Tâche courte >>
Donnez la suite de l'article sur l'idéal du moi, à partir de sa dernière phrase, s'il vous plaît.

Extrait fourni >>

::::

Idéal du moi

= D. : Ichideal. – En. : ego idéal. – Es. : idéal del yo. – I. : ideale dell' io. – P. ; idéal do ego.

● Terme employé par Freud dans le cadre de sa seconde théorie de l’appareil psychique : instance de la personnalité résultant de la convergence du narcissisme (idéalisation du moi) et des identifications aux parents, à leurs substituts et aux idéaux collectifs. En tant qu’instance différenciée, l’idéal du moi constitue un modèle auquel le sujet cherche à se conformer.

◼ Chez Freud, il est difficile de délimiter un sens univoque du terme « idéal du moi ». Les variations de ce concept tiennent à ce qu’il est étroitement lié à l’élaboration progressive de la notion de surmoi et plus généralement de la seconde théorie de l’appareil psychique. C’est ainsi que dans Le moi et le ça (Das Ich und das Es, 1923), idéal du moi et surmoi sont donnés pour synonymes tandis que dans d’autres textes la fonction de l’idéal est attribuée à une instance différenciée ou du moins à une substructure particulière au sein du surmoi (voir ce mot).

C’est dans Pour introduire le narcissisme (Zur Einführung des Narzissmus, 1914), qu’apparaît le terme « idéal du moi » pour désigner une formation intrapsychique relativement autonome qui sert au moi de référence pour apprécier ses réalisations effectives. Son origine est principalement narcissique : « Ce qu’il [l’homme] projette devant lui comme son idéal est le substitut du narcissisme perdu de son enfance ; en ce temps-là il était à lui-même son propre idéal » (1 a). Cet état de narcissisme, que Freud compare à un véritable délire des grandeurs, est abandonné du fait, notamment, de la critique exercée par les parents à l’égard de l’enfant. On notera que celle-ci, intériorisée sous la forme d’une instance psychique particulière, instance de censure et d’auto-observation, est, dans l’ensemble du texte, distinguée de l’idéal du moi : elle « … observe sans cesse le moi actuel et le mesure à l’idéal » (1 b).

::::

Relevés de points étiquetés >>
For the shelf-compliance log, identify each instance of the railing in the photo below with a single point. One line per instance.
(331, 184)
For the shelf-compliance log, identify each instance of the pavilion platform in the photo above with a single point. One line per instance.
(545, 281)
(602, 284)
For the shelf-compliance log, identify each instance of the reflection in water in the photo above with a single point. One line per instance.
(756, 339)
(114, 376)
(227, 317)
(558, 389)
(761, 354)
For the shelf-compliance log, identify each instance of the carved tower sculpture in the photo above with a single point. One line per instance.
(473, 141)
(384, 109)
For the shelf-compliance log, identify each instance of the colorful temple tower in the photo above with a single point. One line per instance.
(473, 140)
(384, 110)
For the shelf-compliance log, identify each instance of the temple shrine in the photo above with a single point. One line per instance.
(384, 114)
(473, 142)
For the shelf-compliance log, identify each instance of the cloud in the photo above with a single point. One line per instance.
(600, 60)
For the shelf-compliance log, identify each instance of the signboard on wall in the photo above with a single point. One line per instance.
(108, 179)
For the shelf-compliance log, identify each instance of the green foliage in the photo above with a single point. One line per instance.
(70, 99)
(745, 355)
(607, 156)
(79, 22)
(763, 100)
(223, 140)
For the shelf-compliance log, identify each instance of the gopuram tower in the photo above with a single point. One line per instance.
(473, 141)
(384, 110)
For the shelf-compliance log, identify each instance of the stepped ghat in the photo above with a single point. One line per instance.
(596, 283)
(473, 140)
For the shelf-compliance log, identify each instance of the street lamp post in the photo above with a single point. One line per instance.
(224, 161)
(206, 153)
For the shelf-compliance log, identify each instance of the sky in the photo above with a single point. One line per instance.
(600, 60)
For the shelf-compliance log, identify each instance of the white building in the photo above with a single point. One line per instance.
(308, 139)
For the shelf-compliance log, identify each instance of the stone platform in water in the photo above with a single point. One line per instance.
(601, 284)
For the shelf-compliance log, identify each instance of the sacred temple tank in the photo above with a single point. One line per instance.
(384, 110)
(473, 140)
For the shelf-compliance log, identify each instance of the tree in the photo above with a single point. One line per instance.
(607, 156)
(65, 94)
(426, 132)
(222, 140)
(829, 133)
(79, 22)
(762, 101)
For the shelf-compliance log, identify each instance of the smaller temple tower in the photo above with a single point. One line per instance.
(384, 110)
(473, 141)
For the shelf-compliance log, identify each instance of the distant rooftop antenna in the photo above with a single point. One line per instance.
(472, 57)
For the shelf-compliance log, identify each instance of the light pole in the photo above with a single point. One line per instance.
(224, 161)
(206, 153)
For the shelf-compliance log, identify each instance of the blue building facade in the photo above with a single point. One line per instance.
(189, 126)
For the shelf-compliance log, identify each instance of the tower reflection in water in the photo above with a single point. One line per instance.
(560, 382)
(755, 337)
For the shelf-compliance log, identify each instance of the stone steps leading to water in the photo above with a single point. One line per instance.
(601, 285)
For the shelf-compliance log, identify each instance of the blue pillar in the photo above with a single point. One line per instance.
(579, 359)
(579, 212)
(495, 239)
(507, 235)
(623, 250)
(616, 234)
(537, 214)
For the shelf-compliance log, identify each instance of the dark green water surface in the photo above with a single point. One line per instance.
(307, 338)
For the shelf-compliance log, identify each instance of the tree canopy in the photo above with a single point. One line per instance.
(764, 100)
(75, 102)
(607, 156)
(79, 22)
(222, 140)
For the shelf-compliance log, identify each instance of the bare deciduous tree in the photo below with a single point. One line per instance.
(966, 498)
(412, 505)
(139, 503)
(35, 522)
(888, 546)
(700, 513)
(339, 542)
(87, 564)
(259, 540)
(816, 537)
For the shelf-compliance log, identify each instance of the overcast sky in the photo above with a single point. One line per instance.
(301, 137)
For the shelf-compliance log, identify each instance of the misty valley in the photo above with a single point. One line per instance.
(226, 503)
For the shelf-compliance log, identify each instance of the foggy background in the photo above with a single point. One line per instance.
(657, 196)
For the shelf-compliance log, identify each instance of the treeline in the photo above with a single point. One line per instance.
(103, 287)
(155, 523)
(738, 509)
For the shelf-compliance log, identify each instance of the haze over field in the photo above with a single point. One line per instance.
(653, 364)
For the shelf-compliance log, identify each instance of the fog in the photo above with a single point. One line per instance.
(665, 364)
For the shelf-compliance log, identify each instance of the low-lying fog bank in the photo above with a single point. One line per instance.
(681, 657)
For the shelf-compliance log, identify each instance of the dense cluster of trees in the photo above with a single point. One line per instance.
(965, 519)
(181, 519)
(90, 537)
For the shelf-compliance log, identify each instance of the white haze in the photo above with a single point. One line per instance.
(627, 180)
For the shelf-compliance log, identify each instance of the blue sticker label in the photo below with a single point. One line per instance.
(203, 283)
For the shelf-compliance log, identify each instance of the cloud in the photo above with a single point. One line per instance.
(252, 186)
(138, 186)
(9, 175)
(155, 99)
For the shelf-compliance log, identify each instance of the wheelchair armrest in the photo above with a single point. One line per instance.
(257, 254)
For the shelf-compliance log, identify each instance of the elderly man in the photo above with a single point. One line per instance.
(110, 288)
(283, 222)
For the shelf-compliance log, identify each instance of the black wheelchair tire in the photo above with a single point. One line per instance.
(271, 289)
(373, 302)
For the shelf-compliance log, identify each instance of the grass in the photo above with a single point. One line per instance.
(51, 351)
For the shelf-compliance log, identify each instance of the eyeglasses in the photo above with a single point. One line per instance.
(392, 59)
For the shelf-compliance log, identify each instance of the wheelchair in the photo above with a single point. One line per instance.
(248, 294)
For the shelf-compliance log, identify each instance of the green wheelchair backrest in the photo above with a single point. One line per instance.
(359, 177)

::::

Résultat de l'exercice >>
Dans Psychologie collective et analyse du moi (Massenpsychologie und Ich-Analyse, 1921), la fonction de l’idéal du moi est mise au premier plan. Freud y voit une formation nettement différenciée du moi qui permet de rendre compte notamment de la fascination amoureuse, de la dépendance à l’égard de l’hypnotiseur et de la soumission au leader : autant de cas où une personne étrangère est mise par le sujet à la place de son idéal du moi.

Un tel processus est au principe de la constitution du groupe humain. L’idéal collectif tire son efficacité d’une convergence des « idéal du moi » individuels : « … un certain nombre d’individus ont mis un seul et même objet à la place de leur idéal du moi, à la suite de quoi ils se sont identifiés l’un à l’autre dans leur moi » (2 a) ; à l’inverse, ceux-ci sont les dépositaires, à la suite d’identifications aux parents, aux éducateurs, etc., d’un certain nombre d’idéaux collectifs : « Chaque individu fait partie de plusieurs groupes, il est lié par identification de plusieurs côtés et il a construit son idéal du moi d’après les modèles les plus divers » (2 b).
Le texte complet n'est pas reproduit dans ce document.